>> START SELECTION

Friday, March 6, 2020

Author! Author! Jess Faraday

Jess Faraday when she's at 'ome
Good morning! I haven't done one of my Author! Author! interviews in quite a while, so this morning I'm excited to put aside my banking woes and introduce you to a terrific author of historical mystery (and intrigue), Jess Faraday.

I first became aware of Jess when I read The Affair of the Porcelain Dog (Ira Adler #1) back in 2011. I was immediately struck by her attention to exquisite detail, the refreshing lack of 21st century values and attitudes, and her ability to create memorable, three-dimensional, as in really interesting characters. I was thrilled when Blind Eye Books announced she was doing a new series with them. That series is now the wonderful Simon Pearce Mysteries.

If you're a regular follower of the my blog, you know I like to ask the hard hitting questions of the day. NOT REALLY. I like to ask goofy questions along with the writing questions because, honestly, I think you get a better sense of the person behind the promo machine. ;-)

So without further adieu, Jess Faraday.

JL - Hi Jess! I'm so happy to have you on the blog this morning. Instead of the usual TELL US A LITTLE BIT ABOUT YOURSELF, I like to ask authors to describe themselves as if they were characters in a book--except the book is your life story. So give us the book jacket description of the enigmatic émigré Jess Faraday. ;-)

JF - Haha I always feel dorky when I talk about myself, 'cause I'm actually pretty boring. But here goes.

Jess Faraday grew up in Tucson, Arizona, and spent much of her adulthood in Los Angeles. She worked as a high school English teacher, a Russian translator, and a lexicographer before realizing that she always hurried through her work in order to have time to scribble stories at the end of the day. Her first novel, The Affair of the Porcelain Dog, was published in 2011, and she hasn't looked back.

She currently lives in Scotland with her family.

JL - I don't think that's so boring--I would kind of give my eye teeth to live in Scotland for a year--HOWEVER I'm disappointed you left out the meeting-a-handsome-and-dangerous-stranger-on-a- train part. But I understand. THEY MAY BE WATCHING. ;-)

What's the last piece of music you listened to? Did you sing along?

JF - The last piece of music I listened to was "Ca Plane Pour Moi" by Plastic Bertrand, which people will probably recognize from any number of commercials advertising products to Generation X. I didn't sing along, but I did dance along =)

JL - I love that. :-D So...why historicals? Why mysteries? Why historical mysteries?

JF - It sounds like a cliche, but I've always felt drawn to the 19th century, especially in Britain and the U.S. Writing about it gives me the chance to dwell there for a bit.

>> END SELECTION

* _SHORT EXERCISE_: Continue the blog interview with Jess Faraday, picking up right after its final sentence. The entries that come next have no connection to the blog interview with Jess Faraday.

>> START DATASET

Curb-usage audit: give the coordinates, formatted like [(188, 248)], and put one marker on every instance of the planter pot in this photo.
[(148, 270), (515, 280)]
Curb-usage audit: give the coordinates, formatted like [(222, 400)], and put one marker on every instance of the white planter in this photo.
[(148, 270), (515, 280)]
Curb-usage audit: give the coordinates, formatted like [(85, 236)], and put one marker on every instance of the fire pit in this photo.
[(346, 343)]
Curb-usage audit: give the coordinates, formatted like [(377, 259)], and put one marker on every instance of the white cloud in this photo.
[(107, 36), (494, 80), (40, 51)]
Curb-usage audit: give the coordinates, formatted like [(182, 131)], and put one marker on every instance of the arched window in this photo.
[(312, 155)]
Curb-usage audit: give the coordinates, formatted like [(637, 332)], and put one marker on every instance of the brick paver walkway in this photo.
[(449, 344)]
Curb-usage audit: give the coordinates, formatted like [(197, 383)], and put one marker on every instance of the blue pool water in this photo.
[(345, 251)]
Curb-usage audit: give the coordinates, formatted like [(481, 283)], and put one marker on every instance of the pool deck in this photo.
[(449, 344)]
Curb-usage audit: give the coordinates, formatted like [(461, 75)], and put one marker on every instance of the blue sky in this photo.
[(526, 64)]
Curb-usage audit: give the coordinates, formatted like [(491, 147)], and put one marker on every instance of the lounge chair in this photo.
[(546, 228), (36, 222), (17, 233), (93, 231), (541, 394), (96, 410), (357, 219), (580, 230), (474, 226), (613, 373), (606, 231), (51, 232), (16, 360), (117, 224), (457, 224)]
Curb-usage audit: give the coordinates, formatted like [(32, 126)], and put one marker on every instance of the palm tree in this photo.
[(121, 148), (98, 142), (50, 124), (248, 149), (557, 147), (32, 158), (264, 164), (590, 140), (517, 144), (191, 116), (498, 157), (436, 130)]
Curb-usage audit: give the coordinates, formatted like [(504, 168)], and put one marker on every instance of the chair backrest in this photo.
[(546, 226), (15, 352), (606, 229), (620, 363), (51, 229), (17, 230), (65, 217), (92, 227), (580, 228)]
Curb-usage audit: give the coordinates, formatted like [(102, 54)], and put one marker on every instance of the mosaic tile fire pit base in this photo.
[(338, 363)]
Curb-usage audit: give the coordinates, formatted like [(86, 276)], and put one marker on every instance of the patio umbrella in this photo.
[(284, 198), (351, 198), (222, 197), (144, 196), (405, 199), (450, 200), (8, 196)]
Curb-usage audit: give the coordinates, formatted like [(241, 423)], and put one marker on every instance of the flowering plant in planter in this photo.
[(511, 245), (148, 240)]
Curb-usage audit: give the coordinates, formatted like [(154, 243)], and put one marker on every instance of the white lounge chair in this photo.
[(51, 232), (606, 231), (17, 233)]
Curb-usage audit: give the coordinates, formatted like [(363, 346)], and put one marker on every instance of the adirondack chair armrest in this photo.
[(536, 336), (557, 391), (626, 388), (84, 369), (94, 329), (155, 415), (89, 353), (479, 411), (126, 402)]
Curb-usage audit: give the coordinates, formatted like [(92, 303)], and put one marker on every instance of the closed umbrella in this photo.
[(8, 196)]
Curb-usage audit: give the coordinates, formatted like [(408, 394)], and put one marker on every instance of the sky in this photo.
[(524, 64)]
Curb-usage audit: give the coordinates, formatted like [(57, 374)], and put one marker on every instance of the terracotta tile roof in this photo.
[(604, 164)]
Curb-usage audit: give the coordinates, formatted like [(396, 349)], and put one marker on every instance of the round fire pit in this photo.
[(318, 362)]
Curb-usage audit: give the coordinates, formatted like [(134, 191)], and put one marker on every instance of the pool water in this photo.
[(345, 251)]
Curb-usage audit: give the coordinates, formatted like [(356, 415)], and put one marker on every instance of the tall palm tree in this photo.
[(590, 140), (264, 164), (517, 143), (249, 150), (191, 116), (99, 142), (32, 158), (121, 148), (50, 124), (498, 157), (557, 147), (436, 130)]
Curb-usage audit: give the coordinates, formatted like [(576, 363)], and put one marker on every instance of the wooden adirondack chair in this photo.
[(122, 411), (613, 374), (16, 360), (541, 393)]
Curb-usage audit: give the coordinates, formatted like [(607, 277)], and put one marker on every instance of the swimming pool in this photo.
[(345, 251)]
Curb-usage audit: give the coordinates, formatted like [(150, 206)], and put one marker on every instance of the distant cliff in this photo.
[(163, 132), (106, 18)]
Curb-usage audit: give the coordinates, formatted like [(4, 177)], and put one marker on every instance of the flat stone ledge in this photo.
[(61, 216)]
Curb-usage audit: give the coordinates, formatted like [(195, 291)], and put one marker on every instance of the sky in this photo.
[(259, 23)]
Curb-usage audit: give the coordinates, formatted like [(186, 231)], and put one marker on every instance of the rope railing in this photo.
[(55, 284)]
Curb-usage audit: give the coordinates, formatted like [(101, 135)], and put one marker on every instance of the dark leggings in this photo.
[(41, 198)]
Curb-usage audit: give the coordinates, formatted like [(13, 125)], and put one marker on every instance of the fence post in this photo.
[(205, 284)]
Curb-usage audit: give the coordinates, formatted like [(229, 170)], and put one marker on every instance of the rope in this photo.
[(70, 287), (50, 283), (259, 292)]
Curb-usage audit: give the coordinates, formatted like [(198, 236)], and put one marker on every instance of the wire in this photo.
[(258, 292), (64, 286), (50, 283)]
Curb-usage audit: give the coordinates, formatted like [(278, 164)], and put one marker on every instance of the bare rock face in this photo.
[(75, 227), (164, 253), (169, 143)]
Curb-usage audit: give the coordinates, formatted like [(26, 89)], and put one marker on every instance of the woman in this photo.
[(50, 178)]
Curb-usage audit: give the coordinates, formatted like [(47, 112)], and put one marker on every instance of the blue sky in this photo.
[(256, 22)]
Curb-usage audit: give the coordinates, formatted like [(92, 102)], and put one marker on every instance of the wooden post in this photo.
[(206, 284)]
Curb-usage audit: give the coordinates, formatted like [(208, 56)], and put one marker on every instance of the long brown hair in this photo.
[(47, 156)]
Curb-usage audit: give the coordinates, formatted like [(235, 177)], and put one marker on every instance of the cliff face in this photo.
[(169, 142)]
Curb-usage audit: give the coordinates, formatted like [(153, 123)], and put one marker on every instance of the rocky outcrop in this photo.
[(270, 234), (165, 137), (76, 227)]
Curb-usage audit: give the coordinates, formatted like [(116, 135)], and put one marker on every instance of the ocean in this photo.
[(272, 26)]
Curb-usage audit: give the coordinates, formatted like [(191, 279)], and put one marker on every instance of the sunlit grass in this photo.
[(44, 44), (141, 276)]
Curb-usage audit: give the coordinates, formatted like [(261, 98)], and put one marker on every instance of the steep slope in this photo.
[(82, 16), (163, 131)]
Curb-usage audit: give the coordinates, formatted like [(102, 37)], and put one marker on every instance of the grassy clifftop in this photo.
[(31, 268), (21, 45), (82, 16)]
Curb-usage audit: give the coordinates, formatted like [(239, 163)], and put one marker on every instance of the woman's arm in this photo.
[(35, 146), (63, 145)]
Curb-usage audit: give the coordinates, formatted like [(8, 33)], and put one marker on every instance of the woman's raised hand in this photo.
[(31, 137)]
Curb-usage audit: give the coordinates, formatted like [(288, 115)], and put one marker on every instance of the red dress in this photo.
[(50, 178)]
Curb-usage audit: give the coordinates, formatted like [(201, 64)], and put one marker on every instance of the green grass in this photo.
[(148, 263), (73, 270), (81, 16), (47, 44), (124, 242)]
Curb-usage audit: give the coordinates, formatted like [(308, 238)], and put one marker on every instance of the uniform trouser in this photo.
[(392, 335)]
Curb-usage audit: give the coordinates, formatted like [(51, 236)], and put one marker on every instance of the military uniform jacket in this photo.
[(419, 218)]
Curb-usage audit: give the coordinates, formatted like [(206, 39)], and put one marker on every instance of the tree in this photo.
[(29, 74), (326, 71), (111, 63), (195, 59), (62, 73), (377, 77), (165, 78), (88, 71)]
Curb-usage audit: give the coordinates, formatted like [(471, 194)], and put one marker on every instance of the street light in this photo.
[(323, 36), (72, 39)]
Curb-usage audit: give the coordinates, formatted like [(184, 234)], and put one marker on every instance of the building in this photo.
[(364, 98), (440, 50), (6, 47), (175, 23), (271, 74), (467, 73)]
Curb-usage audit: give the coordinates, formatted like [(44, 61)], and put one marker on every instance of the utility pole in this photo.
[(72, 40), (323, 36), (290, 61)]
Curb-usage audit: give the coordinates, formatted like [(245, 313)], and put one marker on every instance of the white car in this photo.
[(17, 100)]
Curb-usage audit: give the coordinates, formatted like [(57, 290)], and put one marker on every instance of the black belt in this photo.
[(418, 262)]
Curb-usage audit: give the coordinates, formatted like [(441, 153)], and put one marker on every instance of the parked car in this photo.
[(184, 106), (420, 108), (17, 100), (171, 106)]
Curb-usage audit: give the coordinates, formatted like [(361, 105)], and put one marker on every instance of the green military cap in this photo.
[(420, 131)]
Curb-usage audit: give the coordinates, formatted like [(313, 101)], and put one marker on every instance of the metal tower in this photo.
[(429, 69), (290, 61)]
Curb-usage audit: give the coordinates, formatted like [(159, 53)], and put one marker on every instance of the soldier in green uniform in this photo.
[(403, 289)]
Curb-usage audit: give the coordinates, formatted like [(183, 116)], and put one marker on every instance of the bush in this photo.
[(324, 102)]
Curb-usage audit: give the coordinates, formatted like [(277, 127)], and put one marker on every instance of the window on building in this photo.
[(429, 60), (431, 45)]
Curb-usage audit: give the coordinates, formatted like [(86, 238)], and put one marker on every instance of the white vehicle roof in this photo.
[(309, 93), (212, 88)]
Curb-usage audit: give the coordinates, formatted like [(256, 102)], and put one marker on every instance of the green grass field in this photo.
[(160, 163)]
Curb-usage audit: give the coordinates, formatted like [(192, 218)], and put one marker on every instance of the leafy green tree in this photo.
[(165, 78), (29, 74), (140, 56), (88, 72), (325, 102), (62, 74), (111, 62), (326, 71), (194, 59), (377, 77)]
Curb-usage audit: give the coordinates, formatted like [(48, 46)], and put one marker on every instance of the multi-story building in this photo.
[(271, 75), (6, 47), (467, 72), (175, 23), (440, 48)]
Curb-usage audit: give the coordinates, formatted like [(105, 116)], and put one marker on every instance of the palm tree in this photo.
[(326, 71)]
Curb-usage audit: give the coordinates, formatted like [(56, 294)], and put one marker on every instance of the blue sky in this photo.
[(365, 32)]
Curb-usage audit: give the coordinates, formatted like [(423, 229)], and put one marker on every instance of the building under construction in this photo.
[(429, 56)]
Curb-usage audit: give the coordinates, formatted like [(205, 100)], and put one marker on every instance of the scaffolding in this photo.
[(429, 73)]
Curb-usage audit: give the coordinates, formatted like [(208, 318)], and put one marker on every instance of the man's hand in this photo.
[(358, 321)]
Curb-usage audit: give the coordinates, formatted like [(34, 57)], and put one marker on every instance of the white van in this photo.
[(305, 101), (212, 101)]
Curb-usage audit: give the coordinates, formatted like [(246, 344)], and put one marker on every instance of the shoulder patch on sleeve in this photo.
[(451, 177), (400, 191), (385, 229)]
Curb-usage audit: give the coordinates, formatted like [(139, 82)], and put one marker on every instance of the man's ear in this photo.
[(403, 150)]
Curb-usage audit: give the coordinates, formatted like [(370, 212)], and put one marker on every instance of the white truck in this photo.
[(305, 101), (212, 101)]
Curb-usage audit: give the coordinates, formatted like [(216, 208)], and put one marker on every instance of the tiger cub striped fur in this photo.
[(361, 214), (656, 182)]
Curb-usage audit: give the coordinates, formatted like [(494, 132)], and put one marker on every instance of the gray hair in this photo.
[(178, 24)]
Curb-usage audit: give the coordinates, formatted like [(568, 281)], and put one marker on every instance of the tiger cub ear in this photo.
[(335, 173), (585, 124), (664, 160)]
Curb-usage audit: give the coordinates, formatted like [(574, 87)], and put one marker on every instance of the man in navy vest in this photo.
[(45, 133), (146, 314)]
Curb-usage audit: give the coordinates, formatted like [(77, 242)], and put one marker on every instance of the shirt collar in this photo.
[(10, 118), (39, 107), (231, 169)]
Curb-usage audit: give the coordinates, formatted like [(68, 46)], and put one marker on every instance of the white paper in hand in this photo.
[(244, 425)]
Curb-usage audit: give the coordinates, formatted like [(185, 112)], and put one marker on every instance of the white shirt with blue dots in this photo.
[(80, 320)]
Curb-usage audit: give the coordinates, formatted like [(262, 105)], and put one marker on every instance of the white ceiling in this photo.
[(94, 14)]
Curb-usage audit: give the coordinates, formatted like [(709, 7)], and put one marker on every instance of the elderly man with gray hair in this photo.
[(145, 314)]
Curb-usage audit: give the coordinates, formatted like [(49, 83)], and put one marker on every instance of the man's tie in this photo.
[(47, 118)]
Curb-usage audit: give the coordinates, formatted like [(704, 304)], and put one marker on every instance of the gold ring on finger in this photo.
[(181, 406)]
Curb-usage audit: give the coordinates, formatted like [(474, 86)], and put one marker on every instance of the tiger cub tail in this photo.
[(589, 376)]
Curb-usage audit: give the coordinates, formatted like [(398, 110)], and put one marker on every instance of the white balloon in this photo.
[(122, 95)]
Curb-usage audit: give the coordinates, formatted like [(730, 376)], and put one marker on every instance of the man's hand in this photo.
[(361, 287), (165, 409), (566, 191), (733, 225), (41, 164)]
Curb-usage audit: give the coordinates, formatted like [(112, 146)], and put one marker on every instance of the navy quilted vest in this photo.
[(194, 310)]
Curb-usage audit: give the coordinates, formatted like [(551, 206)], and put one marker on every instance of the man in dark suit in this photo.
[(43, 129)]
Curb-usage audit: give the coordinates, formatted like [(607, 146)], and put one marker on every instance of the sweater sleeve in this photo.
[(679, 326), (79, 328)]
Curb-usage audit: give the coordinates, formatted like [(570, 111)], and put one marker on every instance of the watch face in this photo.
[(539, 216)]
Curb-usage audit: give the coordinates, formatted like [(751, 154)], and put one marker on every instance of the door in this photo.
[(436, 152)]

>> END DATASET

* _TASK ANSWER_:
My first novel-length scribble was a swords and sorcery story. The problem is, I don't read a lot of S&S. It's not my thing. So that made the job harder, I think, because I hadn't absorbed fantasy authors' techniques and genre conventions like I would have, had I been an avid S&S reader. Mysteries came a lot easier, as I read a lot of them and learned by osmosis what readers and publishers are looking for in that kind of a story.

I also find it fascinating to think about how people went about the business of life, love, making a living, and so on, given different technologies and social systems. It's easy to think that people in the past weren't as intelligent or as reasonable as we are, but given the same knowledge bases, technologies, and cultural influences, I'm pretty sure a lot of "modern" people would do things in similar ways.

JL - That's such a great point. And honestly, I think historical fiction feels most real when the author is able to do what you do so well: capture that universality. That shared humanness. Next hard hitting question:  Moriarity versus Irene Adler. Who takes home the tiara? How about Irene Adler versus Ira Adler?

JF - I think Irene Adler is the more interesting character, at least in the original stories. She's complex and has backstory. Moriarty, on the other hand, is intelligent and evil, but there's not really a lot more character development beyond that. Perhaps that's why recent TV adaptations have tried to flesh that character out a bit more. Moriarty was Holmes's equal, but the only one who ever *truly* got one over on the Great Detective was a woman, and I love that.

JL - I love that too! So tell us, what do you love most about writing? What do you like least?

JF - Beginnings are the best! Bright, shiny new ideas and limitless possibilities!

The middle is the worst, because that's when I start to realize the limitations of the work, and of my ability to produce it.

JL - Oh my God. Truthiness. ;-D Then what do you think is the most important thing to remember when creating fully realized main characters?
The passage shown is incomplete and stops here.